When the weather is nice and the kids are home from school, people tend to want to take some time off, travel someplace new and let loose a little. But according to Lemond, some people take it too far.
"A lot of people want to overindulge," Lemond says. "They want to drink, and they want to eat - they want to have no cares whatsoever."
You can tell a lot about someone's lifestyle by observing their vacation habits, Lemond adds. Someone who eats healthy and exercises while they're traveling probably has positive wellness habits at home, too. She recommends keeping up a balanced diet and drinking in moderation when on vacation.
There are plenty of ways to stay active on vacation without feeling like you're doing work. Palomaa suggests hiking or beach volleyball. But even if those options aren't available at your destination, she recommends that vacationers do simple exercises like yoga and running - which don't require equipment - wherever they go.

** Dataset entries **
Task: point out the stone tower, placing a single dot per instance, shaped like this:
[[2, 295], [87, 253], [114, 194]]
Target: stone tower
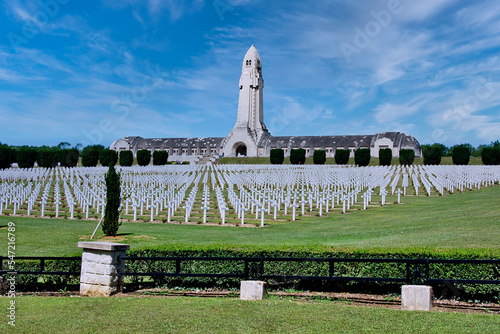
[[249, 129]]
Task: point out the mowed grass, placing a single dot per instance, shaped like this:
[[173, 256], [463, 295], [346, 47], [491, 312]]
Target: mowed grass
[[462, 222], [331, 161], [228, 315]]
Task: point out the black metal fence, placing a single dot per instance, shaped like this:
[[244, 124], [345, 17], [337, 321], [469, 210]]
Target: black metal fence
[[408, 271]]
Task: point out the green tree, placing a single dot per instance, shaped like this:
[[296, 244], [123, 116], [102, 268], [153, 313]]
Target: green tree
[[461, 154], [432, 154], [26, 157], [108, 157], [160, 158], [277, 156], [110, 223], [297, 156], [143, 157], [385, 156], [341, 156], [319, 157], [406, 156], [362, 157], [126, 158], [90, 157]]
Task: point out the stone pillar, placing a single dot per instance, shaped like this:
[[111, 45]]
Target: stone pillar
[[416, 298], [253, 290], [101, 265]]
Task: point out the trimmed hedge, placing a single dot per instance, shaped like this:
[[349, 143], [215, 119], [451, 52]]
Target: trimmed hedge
[[90, 157], [362, 157], [277, 156], [126, 158], [385, 156], [319, 157], [297, 156], [108, 157], [342, 157], [406, 157], [432, 155], [26, 157], [491, 156], [143, 157], [160, 158], [460, 155]]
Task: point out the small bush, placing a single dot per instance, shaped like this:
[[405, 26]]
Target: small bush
[[319, 157], [160, 158], [297, 156], [46, 159], [341, 157], [460, 155], [432, 155], [143, 157], [362, 157], [108, 157], [26, 157], [491, 156], [90, 157], [68, 157], [406, 157], [385, 156], [7, 157], [126, 158], [277, 156]]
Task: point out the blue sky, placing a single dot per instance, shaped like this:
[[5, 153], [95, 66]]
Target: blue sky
[[91, 72]]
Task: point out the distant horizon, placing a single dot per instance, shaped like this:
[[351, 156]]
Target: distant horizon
[[91, 74]]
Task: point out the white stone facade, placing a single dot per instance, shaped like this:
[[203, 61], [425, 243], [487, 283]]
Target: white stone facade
[[250, 137]]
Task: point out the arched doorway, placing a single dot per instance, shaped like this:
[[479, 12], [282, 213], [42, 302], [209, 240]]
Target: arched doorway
[[241, 150]]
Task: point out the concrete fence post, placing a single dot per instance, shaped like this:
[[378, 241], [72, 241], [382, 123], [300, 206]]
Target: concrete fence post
[[101, 266], [416, 297]]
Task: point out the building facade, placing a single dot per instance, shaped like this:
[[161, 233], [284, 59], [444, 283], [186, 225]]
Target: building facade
[[250, 137]]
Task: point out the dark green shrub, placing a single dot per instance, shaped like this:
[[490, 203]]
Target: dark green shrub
[[143, 157], [385, 156], [362, 157], [491, 156], [110, 223], [90, 157], [319, 157], [406, 156], [432, 155], [126, 158], [68, 157], [297, 156], [26, 157], [342, 156], [7, 156], [277, 156], [461, 154], [47, 159], [160, 158], [108, 157]]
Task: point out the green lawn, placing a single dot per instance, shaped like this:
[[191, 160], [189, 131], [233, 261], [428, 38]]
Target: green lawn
[[468, 222], [228, 315], [331, 161]]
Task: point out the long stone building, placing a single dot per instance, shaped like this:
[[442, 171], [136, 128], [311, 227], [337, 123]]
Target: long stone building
[[250, 137]]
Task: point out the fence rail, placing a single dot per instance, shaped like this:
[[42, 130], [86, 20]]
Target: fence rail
[[417, 271]]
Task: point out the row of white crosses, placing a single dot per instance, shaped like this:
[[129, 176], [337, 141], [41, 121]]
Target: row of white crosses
[[257, 189]]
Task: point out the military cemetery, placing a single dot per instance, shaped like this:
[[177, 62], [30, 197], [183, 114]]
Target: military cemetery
[[338, 222]]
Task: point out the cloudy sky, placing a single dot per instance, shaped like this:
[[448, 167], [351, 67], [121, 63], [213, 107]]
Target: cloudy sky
[[91, 72]]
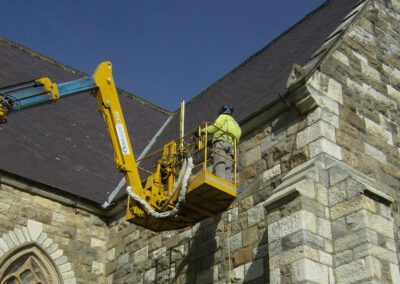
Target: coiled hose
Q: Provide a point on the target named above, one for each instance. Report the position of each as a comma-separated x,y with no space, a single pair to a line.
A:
183,179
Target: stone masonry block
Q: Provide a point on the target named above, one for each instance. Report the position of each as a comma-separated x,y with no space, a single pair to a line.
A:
141,255
347,207
326,86
301,220
34,228
254,270
375,153
323,145
305,270
378,252
314,132
323,101
326,116
291,256
352,272
377,130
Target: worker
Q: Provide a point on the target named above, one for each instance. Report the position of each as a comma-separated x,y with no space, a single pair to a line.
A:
225,130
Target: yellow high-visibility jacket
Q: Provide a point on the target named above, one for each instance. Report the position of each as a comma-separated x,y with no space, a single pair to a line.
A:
224,127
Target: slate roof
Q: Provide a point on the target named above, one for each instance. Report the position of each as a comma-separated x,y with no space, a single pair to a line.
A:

** Request **
Which physical activities does the excerpt on vacation habits suggest for staying active while traveling? The rows are separate from the excerpt and unrelated to it.

** Exercise result **
Hiking, beach volleyball, yoga, and running.